**DATA:**
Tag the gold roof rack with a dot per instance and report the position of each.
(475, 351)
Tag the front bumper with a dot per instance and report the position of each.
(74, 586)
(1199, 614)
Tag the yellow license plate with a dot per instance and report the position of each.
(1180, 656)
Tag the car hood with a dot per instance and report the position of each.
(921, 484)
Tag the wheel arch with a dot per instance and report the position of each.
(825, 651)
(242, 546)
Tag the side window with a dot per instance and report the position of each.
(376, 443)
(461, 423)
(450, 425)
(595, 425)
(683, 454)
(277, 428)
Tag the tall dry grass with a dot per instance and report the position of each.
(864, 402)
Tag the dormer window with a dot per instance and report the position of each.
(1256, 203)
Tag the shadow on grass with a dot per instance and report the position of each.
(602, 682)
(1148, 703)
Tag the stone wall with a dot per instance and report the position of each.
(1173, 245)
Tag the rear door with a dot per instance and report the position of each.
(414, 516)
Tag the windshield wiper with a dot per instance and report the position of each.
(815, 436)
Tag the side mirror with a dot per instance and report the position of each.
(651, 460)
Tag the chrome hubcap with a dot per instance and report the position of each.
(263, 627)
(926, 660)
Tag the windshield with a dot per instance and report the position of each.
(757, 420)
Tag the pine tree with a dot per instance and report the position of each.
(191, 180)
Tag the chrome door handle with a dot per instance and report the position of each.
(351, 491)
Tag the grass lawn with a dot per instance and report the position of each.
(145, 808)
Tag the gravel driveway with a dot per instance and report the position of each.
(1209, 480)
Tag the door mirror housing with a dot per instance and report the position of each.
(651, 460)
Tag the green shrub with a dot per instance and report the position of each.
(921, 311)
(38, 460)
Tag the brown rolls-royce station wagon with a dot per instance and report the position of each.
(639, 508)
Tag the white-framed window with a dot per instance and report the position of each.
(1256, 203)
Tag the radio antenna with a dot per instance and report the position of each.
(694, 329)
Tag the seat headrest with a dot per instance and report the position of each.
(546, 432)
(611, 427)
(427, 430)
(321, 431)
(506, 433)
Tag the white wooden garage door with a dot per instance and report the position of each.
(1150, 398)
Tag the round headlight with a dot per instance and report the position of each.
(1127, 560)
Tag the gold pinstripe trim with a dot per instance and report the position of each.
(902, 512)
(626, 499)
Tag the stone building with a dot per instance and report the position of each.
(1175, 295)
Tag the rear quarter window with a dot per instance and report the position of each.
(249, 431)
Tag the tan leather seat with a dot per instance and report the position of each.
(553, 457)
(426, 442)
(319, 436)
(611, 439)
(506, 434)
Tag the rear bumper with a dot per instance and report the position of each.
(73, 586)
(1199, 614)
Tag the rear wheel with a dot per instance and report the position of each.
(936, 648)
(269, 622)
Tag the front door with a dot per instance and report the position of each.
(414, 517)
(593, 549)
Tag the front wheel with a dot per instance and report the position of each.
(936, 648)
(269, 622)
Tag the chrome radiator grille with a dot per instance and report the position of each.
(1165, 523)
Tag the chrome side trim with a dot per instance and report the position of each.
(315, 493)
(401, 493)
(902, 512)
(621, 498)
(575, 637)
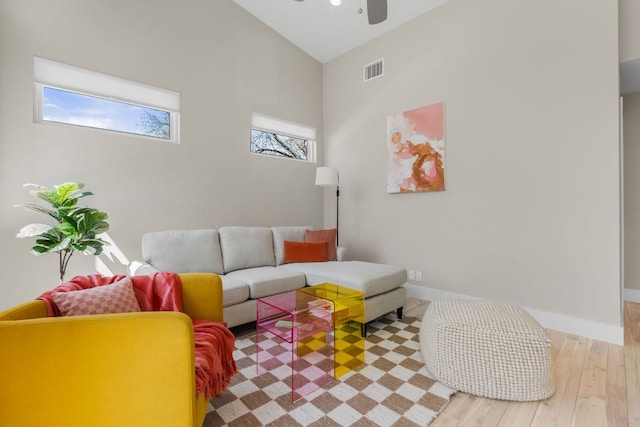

**TASK DIRECTIONS:** For this exercise, write out exactly the lines from the one with "Tag the rear wheel" through the last line of the records, inclusive, and leave each picture out.

**OUTPUT:**
Tag the rear wheel with a dot per instance and report the position of each.
(936, 648)
(269, 622)
Tag the front door with a dot per instance and report the position of each.
(414, 517)
(593, 549)
Tag the front wheel with a dot per instance and report the position of each.
(936, 648)
(269, 622)
Tag the chrome radiator grille with a dot per instance and report the position of each.
(1165, 523)
Tag the chrome side trim with a dot per instance and report the position of each.
(315, 493)
(401, 493)
(902, 512)
(621, 498)
(575, 637)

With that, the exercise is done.